Point localization data
>>>>>

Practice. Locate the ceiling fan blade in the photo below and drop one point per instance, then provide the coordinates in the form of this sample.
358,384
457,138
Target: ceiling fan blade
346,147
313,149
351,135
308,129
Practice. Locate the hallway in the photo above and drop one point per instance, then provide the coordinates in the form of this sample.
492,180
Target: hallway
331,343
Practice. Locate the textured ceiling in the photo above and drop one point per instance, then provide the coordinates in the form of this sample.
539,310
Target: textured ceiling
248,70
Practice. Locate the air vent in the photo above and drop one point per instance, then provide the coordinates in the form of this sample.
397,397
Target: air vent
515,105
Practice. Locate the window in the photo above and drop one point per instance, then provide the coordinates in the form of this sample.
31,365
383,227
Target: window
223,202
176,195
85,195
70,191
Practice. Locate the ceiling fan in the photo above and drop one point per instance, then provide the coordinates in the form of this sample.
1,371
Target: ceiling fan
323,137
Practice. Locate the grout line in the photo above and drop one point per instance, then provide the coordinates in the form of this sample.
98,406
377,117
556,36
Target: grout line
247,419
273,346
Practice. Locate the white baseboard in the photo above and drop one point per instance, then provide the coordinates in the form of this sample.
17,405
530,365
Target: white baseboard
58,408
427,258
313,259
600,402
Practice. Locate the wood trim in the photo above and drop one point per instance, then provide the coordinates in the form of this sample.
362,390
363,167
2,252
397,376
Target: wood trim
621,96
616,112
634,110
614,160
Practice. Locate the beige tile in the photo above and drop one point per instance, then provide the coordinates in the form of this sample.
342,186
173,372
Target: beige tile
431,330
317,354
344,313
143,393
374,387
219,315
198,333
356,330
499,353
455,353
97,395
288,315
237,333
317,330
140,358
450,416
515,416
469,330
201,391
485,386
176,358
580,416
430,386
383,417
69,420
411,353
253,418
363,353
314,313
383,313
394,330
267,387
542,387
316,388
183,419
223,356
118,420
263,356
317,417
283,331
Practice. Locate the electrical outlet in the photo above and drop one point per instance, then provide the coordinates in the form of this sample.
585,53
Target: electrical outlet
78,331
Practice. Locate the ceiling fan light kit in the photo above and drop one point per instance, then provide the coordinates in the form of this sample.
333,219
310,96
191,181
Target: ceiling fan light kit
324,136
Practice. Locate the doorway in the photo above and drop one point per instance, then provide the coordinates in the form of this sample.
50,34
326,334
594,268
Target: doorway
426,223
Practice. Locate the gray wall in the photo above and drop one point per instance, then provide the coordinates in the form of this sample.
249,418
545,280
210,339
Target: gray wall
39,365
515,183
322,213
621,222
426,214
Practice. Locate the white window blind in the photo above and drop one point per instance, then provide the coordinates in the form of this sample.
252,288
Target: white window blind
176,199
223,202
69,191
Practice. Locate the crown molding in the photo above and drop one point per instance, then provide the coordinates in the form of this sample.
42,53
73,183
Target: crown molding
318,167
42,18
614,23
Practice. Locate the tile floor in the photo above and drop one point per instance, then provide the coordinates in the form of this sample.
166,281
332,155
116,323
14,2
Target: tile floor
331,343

<<<<<

▶ **Aim of the task**
Whatever appears in the data above must be copied word for word.

▶ **Solution for this task**
Practice. Locate the ceiling fan blade in the photo below and drop one point per instance, then provide the coordinates in the form of this sample.
358,384
457,138
Target: ceiling fan blade
346,147
313,149
351,135
308,129
Practice. Locate the hallway in the photo above and drop one point per instance, then provide the coordinates in the form of this sample.
492,180
Target: hallway
331,343
Practice. Locate the textured ceiling in the photo above and drop one point per instance, then provide the coordinates in the form of this sample.
539,310
Target: textured ceiling
248,70
Practice. Locate the air vent in the photo above and drop one point per instance, then provide the coordinates in the form of this sample.
397,397
Target: air vent
515,105
Practice. Locate the window in the photo above and drop one point per instance, then provide the coordinates in the form of this sample.
31,365
383,227
Target: window
223,202
176,195
85,195
70,191
Practice. Locate the ceiling fan in the photo above and drop one point per instance, then provide the coordinates in the form of this sample.
1,371
Target: ceiling fan
323,137
Practice. Locate the grout line in the photo above and drop one point per instance, then provide the coordinates in the form of this sample.
98,406
377,117
556,36
Target: grout line
247,419
273,346
Practice. Locate the white baseboard in the photo above and drop one point per instance, then provide the coordinates in the form of this sample.
17,405
530,365
Target: white baseboard
58,408
427,258
313,259
600,402
Practice. Locate the wood trim in the photo above and drop one point per instance, then provide the coordinates in the form of this sample.
362,390
363,167
2,252
397,376
Target: wood trim
621,96
616,112
634,110
614,160
Practice. Locate the beige tile in the photo above and drop one point per instance, then provide the coordinates in the form of this sample.
342,186
173,372
Target: beige tile
431,330
317,354
344,313
143,393
374,387
219,315
198,333
356,330
499,353
455,353
97,395
288,315
237,333
317,330
140,358
450,416
515,416
469,330
201,391
485,386
176,358
580,416
430,386
383,417
69,420
411,353
253,418
363,353
314,313
383,313
394,330
267,387
542,387
316,388
183,419
223,356
118,420
263,356
317,417
283,331
Practice. Locate the electrical outlet in the photo above and drop one point per instance, then provide the coordinates in the form of this sample.
585,53
Target: electrical outlet
78,331
Practice. Locate the ceiling fan light kit in the photo above and drop one point per instance, then provide the coordinates in the form of this sample.
333,219
310,96
191,181
Target: ceiling fan light kit
324,136
Practice. Locate the doorway in the photo above and drop one point per instance, then provide the coordinates in the form of this sample.
50,34
326,334
594,268
Target: doorway
426,223
Practice. Locate the gray wall in the photo above and drop one point per instance, then provide the coordinates in the form of this sample.
249,418
545,280
210,339
Target: gray wall
39,365
515,183
322,213
621,222
426,214
Practice. Locate the white window blind in the photo above and drop one point per instance, then provide the coordinates in the form of this sample.
252,288
Target: white window blind
176,199
223,202
69,191
Practice. Locate the crown molding in the photo above and drop one point per instance, then provide the coordinates in the form of this sample.
42,53
73,183
Target: crown molding
318,167
42,18
614,23
Practice. Locate the tile floor in the photo above and drop one point per instance, then provide the coordinates in the form of this sample.
166,281
332,155
116,323
14,2
Target: tile floor
331,343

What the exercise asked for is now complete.